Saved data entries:
----
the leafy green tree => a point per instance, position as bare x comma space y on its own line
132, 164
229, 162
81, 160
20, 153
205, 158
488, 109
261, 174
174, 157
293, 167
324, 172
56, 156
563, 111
----
_Work instructions_
Retype all of the entries exactly, please.

_Solved problem_
the leafy green tree => a point per instance, position as bare x comma space y on its own line
132, 164
229, 162
81, 160
20, 153
205, 158
488, 109
261, 174
174, 157
293, 167
324, 172
56, 156
563, 111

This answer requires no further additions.